◆ Kurze Übung:
Führen Sie den Forenthread über die tägliche Kochquest in Donnerfels fort, beginnend nach der letzten angezeigten Zeile.

◆ Ausgewählter Text:
# # # # #

# Kochkunst Daily



## Àlèxàndrànà (22. Oktober 2011)

Hallo zusammen,

ich habe ein kleines Problem. Ich habe jetzt vor wieder die Erfolge zu machen und wollte mit dem Kochen fortführen. Jetzt schau ich nach ok Daily Kochen in Donnerfels kommt von der Aska Nebelläufer, ok kein Ding.
Also steh ich jetzt vor ihr und ach nee Sie hat gar keine Quests... aber warum kann mir leider Keiner sagen.
Also meine Bitte woran kann es denn liegen, dass ich bei der noch keine Daily machen kann???
Mein Skill liegt bei 453.

Würde mich sehr über Hilfe freuen.

Lieber Gruß


----------



## Tikume (22. Oktober 2011)

Kochen Daily heute woanders schon gemacht?


----------



## Àlèxàndrànà (22. Oktober 2011)

# # # # #

◆ Bereitgestellte Daten:
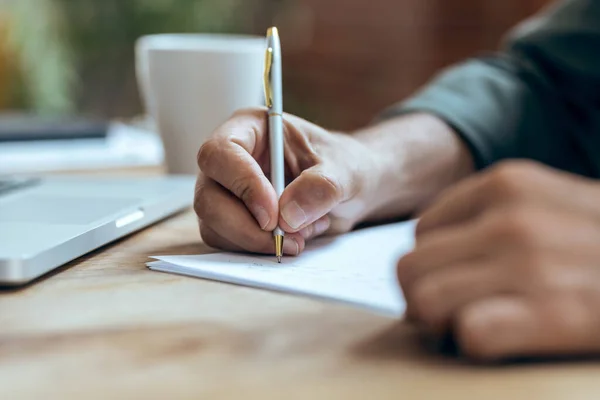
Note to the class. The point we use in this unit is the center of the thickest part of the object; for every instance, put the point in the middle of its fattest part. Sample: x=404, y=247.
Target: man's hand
x=509, y=260
x=334, y=180
x=330, y=176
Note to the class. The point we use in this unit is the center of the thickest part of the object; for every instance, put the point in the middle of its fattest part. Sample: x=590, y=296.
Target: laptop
x=47, y=222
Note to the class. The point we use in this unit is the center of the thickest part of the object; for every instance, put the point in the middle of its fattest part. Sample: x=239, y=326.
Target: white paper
x=124, y=146
x=357, y=268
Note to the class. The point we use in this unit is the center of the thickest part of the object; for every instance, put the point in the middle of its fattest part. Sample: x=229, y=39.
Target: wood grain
x=106, y=327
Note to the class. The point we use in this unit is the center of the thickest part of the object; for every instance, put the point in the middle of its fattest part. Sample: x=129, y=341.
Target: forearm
x=418, y=156
x=536, y=99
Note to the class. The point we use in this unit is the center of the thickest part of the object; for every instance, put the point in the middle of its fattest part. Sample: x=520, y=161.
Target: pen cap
x=274, y=74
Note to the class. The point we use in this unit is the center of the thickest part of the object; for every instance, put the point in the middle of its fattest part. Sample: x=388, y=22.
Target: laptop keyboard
x=9, y=184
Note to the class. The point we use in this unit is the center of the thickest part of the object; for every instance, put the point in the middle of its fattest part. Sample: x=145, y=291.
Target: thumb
x=313, y=194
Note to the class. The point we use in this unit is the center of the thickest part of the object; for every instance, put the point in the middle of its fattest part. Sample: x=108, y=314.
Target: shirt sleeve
x=538, y=98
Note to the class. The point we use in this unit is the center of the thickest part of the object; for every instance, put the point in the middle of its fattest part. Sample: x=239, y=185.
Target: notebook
x=357, y=268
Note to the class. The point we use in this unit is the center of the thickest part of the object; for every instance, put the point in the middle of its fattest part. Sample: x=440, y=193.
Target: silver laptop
x=47, y=222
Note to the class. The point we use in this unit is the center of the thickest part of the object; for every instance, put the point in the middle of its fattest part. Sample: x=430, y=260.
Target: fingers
x=521, y=182
x=446, y=248
x=316, y=229
x=312, y=195
x=511, y=326
x=229, y=159
x=225, y=216
x=436, y=299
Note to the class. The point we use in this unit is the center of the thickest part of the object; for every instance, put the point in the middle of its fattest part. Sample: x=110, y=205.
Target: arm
x=538, y=99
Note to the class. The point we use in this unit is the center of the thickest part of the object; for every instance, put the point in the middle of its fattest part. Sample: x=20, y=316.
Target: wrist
x=416, y=157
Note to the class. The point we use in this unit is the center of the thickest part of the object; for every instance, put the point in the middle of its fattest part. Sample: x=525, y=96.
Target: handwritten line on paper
x=357, y=268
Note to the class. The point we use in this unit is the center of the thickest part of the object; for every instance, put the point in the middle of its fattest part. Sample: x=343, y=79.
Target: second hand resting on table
x=507, y=253
x=503, y=258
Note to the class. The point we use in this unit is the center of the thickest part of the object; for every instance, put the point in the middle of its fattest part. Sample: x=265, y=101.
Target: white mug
x=192, y=83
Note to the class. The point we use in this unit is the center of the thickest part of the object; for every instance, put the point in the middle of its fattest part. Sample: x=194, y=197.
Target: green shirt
x=539, y=98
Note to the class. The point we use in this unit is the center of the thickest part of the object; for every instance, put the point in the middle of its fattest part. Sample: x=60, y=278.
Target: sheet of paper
x=357, y=268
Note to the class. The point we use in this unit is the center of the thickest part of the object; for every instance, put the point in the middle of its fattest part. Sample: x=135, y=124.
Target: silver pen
x=274, y=101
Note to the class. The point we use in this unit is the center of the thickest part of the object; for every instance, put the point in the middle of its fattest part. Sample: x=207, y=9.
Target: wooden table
x=106, y=327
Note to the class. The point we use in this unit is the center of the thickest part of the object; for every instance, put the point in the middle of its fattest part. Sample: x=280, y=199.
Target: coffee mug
x=192, y=83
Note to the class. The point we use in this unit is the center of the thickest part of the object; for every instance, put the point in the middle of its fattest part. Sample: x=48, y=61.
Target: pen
x=273, y=98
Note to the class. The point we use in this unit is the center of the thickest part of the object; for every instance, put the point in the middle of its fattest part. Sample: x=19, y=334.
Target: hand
x=331, y=178
x=509, y=260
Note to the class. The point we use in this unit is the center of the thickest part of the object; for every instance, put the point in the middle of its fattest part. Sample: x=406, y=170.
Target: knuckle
x=424, y=297
x=208, y=236
x=326, y=187
x=518, y=226
x=506, y=180
x=242, y=188
x=539, y=273
x=474, y=335
x=206, y=154
x=204, y=204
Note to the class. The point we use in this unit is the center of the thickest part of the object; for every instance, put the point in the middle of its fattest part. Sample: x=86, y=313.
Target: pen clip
x=267, y=77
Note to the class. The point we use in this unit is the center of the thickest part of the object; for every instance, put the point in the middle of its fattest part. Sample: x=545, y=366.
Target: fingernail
x=293, y=215
x=321, y=226
x=262, y=216
x=290, y=246
x=306, y=232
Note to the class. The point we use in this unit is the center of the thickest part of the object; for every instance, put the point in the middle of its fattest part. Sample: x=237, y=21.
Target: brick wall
x=347, y=59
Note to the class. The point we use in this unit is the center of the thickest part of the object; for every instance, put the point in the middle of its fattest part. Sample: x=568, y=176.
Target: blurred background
x=344, y=60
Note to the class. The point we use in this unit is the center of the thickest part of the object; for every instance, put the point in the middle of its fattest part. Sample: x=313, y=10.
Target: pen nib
x=278, y=247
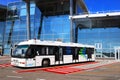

# # # # #

◆ Erwartete Ausgabe:
Ach das geht also doch noch nicht... mein toller Clankollege meinte nämlich man kann ja an den verschiedenen Orten welchen machen  Danke vielmals dann mal morgen schaun


----------



## Dexis (23. Oktober 2011)

Die Koch- und Angel-Dailies in den alten Hauptstädten auf Azeroth sind miteinander verlinkt, sprich: man kann jeweils nur eine Quest machen. Es spielt dabei keine Rolle, ob ihr die Angeldaily in Donnerfels und die Kochdaily in Orgrimmar macht oder beide in derselben Stadt. Lediglich die Dailies in Shattrath und in Dalaran sind neben den Hauptstadtdailies zusätzlich verfügbar.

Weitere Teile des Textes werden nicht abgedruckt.